[Start]

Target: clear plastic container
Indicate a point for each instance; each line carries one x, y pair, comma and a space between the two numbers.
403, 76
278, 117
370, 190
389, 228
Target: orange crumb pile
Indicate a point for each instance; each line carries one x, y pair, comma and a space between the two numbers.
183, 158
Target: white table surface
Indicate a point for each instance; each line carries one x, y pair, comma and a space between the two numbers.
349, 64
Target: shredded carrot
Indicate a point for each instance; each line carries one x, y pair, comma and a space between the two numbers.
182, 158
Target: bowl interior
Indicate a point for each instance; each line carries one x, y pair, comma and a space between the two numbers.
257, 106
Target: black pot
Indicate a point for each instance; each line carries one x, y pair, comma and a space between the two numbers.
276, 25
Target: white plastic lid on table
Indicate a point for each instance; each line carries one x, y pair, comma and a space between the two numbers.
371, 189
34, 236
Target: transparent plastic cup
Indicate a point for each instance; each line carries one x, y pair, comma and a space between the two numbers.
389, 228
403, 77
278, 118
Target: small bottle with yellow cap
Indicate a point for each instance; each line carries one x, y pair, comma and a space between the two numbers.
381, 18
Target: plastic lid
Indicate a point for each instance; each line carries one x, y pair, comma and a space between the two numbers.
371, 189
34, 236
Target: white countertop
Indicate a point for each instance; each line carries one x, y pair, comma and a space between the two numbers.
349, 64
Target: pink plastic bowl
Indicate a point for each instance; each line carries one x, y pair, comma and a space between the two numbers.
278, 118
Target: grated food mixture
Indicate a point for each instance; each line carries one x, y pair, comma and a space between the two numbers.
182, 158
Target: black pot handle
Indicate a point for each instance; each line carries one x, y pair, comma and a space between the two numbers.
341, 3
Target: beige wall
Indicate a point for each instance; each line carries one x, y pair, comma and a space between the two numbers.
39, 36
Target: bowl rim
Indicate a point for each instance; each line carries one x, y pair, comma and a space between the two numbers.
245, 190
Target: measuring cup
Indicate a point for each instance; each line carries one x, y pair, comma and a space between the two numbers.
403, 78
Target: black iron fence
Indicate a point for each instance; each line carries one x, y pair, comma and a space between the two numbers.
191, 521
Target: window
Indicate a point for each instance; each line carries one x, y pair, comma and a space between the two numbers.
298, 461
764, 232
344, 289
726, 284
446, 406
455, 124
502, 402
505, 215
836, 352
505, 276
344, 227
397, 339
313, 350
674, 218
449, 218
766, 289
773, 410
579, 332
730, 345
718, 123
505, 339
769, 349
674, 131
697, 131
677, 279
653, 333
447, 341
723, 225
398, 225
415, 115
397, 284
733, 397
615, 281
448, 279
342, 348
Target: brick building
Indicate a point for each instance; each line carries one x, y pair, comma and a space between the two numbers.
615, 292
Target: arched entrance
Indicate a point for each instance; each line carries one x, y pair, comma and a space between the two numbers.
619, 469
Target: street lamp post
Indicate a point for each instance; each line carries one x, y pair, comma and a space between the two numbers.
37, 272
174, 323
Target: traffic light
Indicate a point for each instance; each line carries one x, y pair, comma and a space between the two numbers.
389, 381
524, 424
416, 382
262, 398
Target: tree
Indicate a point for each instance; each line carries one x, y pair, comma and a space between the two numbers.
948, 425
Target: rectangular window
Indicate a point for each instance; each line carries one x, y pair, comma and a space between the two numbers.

[End]

> Task
Copy the stretch of material from the line containing "Target: street lamp post" through the end of the material, including every request line. Scale each x, y point coordinate in the answers by 1.45, rounding to whole numbers with halves rounded up.

> Answer
Target: street lamp post
Indicate a point for each instance; each line carries one x, y pair, comma and a space between the two numbers.
54, 394
252, 468
Target: traffic light
Indicate a point for each instance; each line carries one x, y pair, comma and a space between the two numbers.
564, 552
760, 615
603, 554
380, 577
Target: tree
Indicate a point for each instance; each line carries one x, y pair, comma and a space between the two numbers.
1375, 616
Target: rectangular window
Indicate a point for each instance; each line carries one x, y pair, comma and a space between the two numbers.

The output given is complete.